Extrait du document:
Par exemple, ils ne savent pas comment faire face aux avances des cadres pour rejoindre le Parti communiste. Leur désir fort d’appartenir à un groupe d’amis, caractéristique de leur âge, est renforcé par la solitude qu’ils ressentent en entrant à l’université, généralement très éloignée de leur ville natale.
Se montrer astucieux et créatifs
Pour toutes ces raisons, les années d’études supérieures sont assurément le moment clé où l’Eglise peut rejoindre les jeunes. Mais en pratique, l’Eglise n’est pas autorisée à évangéliser sur les campus, même par l’intermédiaire de jeunes qui s’adresseraient à d’autres jeunes. Ces deux dernières années, le gouvernement a renforcé les contrôles pour maintenir la religion à l’extérieur des campus.
Une publicité ouverte pour des activités religieuses n’est pas envisageable. Une invitation de la part de camarades étudiants est la meilleure façon pour attirer les nouveaux-venus vers des lieux à l’extérieur du campus où les étudiants se rassemblent pour nourrir leur foi. Par exemple, une petite annonce avec le message suivant : « Tu cherches Marie ou Joseph ? Compose ce numéro… », est une des petites astuces utilisées par les étudiants catholiques pour contacter les nouveaux catholiques venus sur les campus.
A travers toute la Chine, sans distinction entre communautés « officielles » ou « non officielles », de belles expériences de pastorale des jeunes ont vu le jour depuis 2005. Dans certaines villes, l’Eglise locale propose un programme très large pour les étudiants, incluant des temps communautaires, des pèlerinages, des moments intégrant formation, service et prière. Des étudiants non catholiques suivent leurs amis catholiques, rejoignent tel ou tel groupe et deviennent très fervents.
Je me souviens d’un étudiant d’université qui a été baptisé après avoir fréquenté un groupe dirigé par des séminaristes. Après quelques années d’engagement dans le groupe, il est finalement entré au séminaire et actuellement, il se prépare à l’ordination sacerdotale. Il est l’un des nombreux exemples des jeunes gens qui viennent d’une famille urbaine non catholique, le plus souvent enfant unique, qui entrent dans la vie consacrée et changent le visage du clergé (qui jusqu’ici provenait essentiellement du milieu rural, traditionnellement catholique et moins éduqué).

Données fournies:
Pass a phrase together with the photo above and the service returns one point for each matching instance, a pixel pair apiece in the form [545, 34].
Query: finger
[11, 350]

Énoncé:
Poursuivez l'extrait sur la pastorale des étudiants catholiques en Chine à partir de sa dernière phrase. Les lignes ci-dessus ne sont pas utiles ici.

Réponse ci-dessous:
Une grande soif spirituelle
De petites résidences permettent aux jeunes d’expérimenter la vie communautaire et la prière, ce qui est très important pour nourrir leur vocation. Nombreux sont les jeunes qui sont prêts à consacrer quelques années de leur vie au service de l’Eglise et des jeunes (3), même si en Chine, il est difficile de gagner sa vie en servant l’Eglise comme laïc.
Certains ont des difficultés avec leurs familles qui attendent qu’ils se lancent dans une carrière prometteuse une fois le diplôme en poche, et encore plus une fois qu’ils sont mariés. Cela ne les aide pas à réfléchir sur leur vie, sur leur relation à Dieu et sur ce qu’ils peuvent faire pour Dieu et les autres. Il y a un grand besoin de fournir à ces jeunes un accompagnement spirituel personnel, pour les aider sur leur route personnelle vers la sainteté. Plusieurs jeunes catholiques sont d’ailleurs très courageux et prêts à souffrir pour leur foi (4).
Les groupes sur les réseaux sociaux comme Weixin & WeChat (les Twitter & Facebook chinois) ou sur la messagerie instantanée QQ sont des moyens de soutien pour les jeunes chrétiens. Certains diocèses ruraux, qui mettent en œuvre des activités pour les jeunes pendant les vacances d’été et d’hiver, gardent ainsi le contact avec les étudiants à travers la Chine, pendant le reste de l’année.
Ce sont en majorité les jeunes leaders qui entretiennent ces contacts. Mais certains prêtres et religieuses sont très engagés, parfois même jusqu’à aller rendre visite à ces jeunes dans les villes où ils poursuivent leurs études. Certains groupes de jeunes proposent également un suivi pour les étudiants diplômés, y compris en assurant des liens sur leur nouveau lieu de travail, une formation dispensée avant et après le mariage, etc.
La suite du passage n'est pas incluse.